§ WORK ORDER A
In the text on iodine deficiency disorders, explain in one to three sentences why the prevalence estimates for goitre are described as "somewhat tentative."
§ WORK ORDER B
Write the next part of the text on iodine deficiency disorders, picking up right after its final sentence.

§ EXTRACT PROVIDED
------------------------------
Iodine Deficiency Disorders

Iodine deficiency exists in most regions of the world, resulting from a low intake of iodine in the diet. The consequences of iodine deficiency include goitre, reduced mental function, increased rates of still births and abortions, and infant deaths. Severe mental and neurological impairment known as cretinism occurs in babies with severely iodine deficient mothers. Deficiencies in iodine later in infancy and childhood cause mental retardation, delayed motor development, growth failure and stunting, neuromuscular disorders and speech and hearing defects. Mild deficiency can cause lethargy, and this is reversible when iodine status improves, as is goitre.

The commonest measure of iodine deficiency is from observation of goitre, enlargement of the thyroid gland, usually obtained by specific surveys in iodine deficient regions. Since goitre tends to be localized in such regions, most data are not nationally representative, and thus prevalence estimates are somewhat tentative; trends have not yet been assessed.

WHO* estimates that in 1990 around 1,000 million people lived in iodine deficient environments around the world. These are often regions where the iodine, normally supplied from soil and water, has been leached from the topsoil by rain, flooding, glaciation, and snow. These regions tend therefore to be mountainous and remote, as well as flood plains. In figure 4, areas of iodine deficiency, and the extent of control measures, are shown.

* Very recently these figures were revised, see “News & Views” first article.

The extent of goitre has been estimated (by WHO and ICCIDD) as more than 200 million people, added to which should be around 6 million with overt cretinism. Around half of these are in South East Asia, including India. It is further estimated that some 20 million people worldwide are mentally defective as a result of the deficiency.

Growing international awareness of the problem has led to increased programme and surveillance activities. The problem is largely preventable, and cost-effective methods of eliminating the problem are well known. WHO/UNICEF has declared the goal of eliminating IDD by year 2000, and activities now on-going in collaboration with ICCIDD (International Council for the Control of Iodine Deficiency Disorders).
------------------------------
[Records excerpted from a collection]
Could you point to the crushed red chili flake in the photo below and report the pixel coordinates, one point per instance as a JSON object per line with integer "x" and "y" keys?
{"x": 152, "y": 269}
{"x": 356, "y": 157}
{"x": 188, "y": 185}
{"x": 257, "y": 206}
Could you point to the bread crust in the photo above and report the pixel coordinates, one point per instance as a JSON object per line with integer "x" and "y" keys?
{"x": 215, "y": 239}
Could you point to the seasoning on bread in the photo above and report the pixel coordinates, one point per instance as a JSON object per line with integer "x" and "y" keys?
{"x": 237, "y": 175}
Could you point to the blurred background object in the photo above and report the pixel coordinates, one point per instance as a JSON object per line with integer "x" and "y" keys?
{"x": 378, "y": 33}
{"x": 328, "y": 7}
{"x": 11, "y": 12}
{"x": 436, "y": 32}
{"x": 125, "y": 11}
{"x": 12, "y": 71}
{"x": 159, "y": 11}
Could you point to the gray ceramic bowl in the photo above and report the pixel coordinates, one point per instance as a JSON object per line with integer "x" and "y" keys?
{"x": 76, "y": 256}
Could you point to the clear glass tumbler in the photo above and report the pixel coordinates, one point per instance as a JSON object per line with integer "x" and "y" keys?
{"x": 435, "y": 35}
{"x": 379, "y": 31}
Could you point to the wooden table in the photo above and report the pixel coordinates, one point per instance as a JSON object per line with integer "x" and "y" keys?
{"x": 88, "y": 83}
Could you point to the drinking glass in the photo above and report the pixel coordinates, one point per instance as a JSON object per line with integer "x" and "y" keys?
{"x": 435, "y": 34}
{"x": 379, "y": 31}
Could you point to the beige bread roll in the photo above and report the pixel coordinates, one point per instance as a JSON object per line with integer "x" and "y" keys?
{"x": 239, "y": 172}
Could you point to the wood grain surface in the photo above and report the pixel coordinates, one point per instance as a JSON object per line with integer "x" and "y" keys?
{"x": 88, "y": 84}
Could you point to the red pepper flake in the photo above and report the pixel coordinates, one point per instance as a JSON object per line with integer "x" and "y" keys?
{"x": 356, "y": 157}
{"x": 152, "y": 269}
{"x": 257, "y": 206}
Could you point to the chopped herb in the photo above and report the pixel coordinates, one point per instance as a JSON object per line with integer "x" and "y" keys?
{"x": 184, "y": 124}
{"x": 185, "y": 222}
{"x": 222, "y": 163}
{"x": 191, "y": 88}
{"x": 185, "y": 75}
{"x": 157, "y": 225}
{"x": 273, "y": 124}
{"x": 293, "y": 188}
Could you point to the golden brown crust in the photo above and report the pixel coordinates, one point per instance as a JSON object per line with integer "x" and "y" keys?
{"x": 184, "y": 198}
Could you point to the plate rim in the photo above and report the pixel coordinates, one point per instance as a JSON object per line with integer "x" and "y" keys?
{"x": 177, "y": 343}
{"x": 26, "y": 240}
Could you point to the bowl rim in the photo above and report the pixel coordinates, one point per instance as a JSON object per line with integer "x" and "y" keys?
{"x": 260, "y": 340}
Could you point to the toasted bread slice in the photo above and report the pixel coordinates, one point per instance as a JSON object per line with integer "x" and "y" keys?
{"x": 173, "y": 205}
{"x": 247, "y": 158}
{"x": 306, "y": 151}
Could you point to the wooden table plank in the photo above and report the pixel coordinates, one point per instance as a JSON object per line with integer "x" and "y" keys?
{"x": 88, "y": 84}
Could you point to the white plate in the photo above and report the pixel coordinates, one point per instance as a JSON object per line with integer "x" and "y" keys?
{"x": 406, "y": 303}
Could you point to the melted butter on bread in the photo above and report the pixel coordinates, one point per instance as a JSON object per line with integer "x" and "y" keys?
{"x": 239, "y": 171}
------------------------------
§ WRITTEN ANSWER A
Goitre is usually measured through specific surveys in iodine-deficient regions, and because goitre tends to be localized in those regions, most of the data are not nationally representative. As a result, prevalence estimates built from them can only be treated as somewhat tentative.

§ WRITTEN ANSWER B
Control of IDD is mainly through fortification of salt with iodine (salt iodination), and/or periodic distribution of iodized oil, either administered orally or by injection (every three to six months orally, up to two year interval by injection).


Figure 4. Iodine Deficiency Disorders: Areas Affected and Control Programmes, 1991

(Source: WHO (1990), reproduced in: ACC/SCN (1992). Figure 3.6, p.49)

The ICCIDD has summarized the increases in programmes to control IDD. As of 1991, 22 countries were implementing control programmes and another 40 countries were planning to implement action plans. Five years earlier only around six developing countries had IDD programmes in place. Intensified and accurate assessments of the problem, public awareness followed by monitoring and evaluation are essential for reaching the objective of complete elimination of the problem by the end of the century.

References

WHO (1992a). National Strategies for Overcoming Micronutrient Malnutrition. 45th World Health Assembly Provisional Agenda Item 21; doc A45/17. WHO, Geneva.

WHO (1992b). The Prevalence of Anaemia in Women: A Tabulation of Available Information. Second Edition WHO/MCH/MSM/92.2. WHO, Geneva.

WHO (1990). Infant and Young Child Nutrition, Progress and Evaluation Report. 43rd World Health Assembly document A43/4, agenda item 17, 1 March 1990, page 14.

WHO (1987). The Geographical Distribution of Xerophthalmia in 1987 - Map. Dr E M DeMaeyer. NUT/WHO, Geneva.